Directions:
1 – In the forum post, how many responses does the data sample contain?
2 – Rewrite the forum post starting with "Comparing the results" and going on through "to be significant.", putting "predictors" wherever "variables" appears.

07-12-2011 01:49 PM
Hi, I completed the process of modelling binary response data using logistic regression. Given the singularity of the data, two methods were used to compare the results.
In the dataset, the binary dependent variable y has a very low probability of 3% for y=1. This can be classfied as rare events. The data sample is very large with 550,000 responses. Most of the variables are nomimal (only two are numeric). The two methods I used are:
1) Use PROC GENMOD to run the model for the entire dataset. At each step, the most insignificant variable (p<1%, type3) were excluded manually. This is like stepwise selection, but based on personal judegement.
2) Randomly resample the original dataset into 32 sub-samples. Each sub-sample contails all the cases with y=1 (i.e. rare events), and 3 times more cases with y=0. So the ratio is about 1:4. For each of the 32 sub-samples, a logistic regession analysis was performed. The final result of method 2) is the composite of the results from all the 32 individual models. That is, the intercept and coefficients are the average of the individual results. Finally, the intercept is adjusted based on the formula b' = b - log(f1/f2), where f1 and f2 are the sampling fraction for y=1 and y=0 respectively. The regression coefficients are not needed for adjustement due to the special characteristics of logit models.
Comparing the results of 1) and 2), it showed that method 1) has 4 more variables retained in the final model. Personally, I perfer method 2) which is recommended for dealing with rare events. But for method 1), I am trying to understand why it estimated more variables to be significant.
Thanks for sharing your knowledge

[Contour annotation records]
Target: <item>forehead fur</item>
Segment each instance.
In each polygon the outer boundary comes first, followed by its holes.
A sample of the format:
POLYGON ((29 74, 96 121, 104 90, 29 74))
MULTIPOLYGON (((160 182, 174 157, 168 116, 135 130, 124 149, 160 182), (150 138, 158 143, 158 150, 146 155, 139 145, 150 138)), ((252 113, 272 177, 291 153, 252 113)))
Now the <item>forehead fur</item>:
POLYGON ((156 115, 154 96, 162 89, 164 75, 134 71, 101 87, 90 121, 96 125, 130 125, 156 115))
==
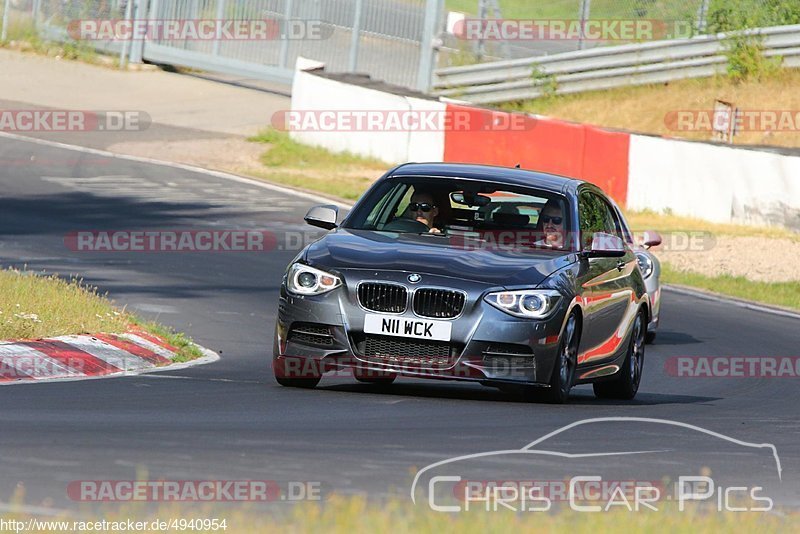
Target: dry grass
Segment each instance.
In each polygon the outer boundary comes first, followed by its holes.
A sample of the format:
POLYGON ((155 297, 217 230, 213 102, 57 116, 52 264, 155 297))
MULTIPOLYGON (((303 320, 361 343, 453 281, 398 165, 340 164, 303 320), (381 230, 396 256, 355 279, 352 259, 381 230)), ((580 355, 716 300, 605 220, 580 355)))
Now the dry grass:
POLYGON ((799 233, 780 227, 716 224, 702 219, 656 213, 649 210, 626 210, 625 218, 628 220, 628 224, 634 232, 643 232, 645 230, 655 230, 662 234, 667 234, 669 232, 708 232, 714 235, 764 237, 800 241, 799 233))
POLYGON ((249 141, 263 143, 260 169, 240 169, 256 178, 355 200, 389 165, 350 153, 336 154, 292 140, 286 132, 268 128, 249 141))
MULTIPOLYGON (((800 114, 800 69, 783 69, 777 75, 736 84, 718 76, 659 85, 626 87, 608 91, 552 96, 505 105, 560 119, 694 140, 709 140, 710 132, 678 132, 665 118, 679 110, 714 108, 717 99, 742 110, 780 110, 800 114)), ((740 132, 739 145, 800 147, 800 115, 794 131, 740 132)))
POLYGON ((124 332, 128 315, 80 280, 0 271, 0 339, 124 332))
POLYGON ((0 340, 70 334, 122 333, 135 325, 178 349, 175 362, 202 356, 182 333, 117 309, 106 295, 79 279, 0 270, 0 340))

Correct answers:
1 – 550,000 responses.

2 –
Comparing the results of 1) and 2), it showed that method 1) has 4 more predictors retained in the final model. Personally, I perfer method 2) which is recommended for dealing with rare events. But for method 1), I am trying to understand why it estimated more predictors to be significant.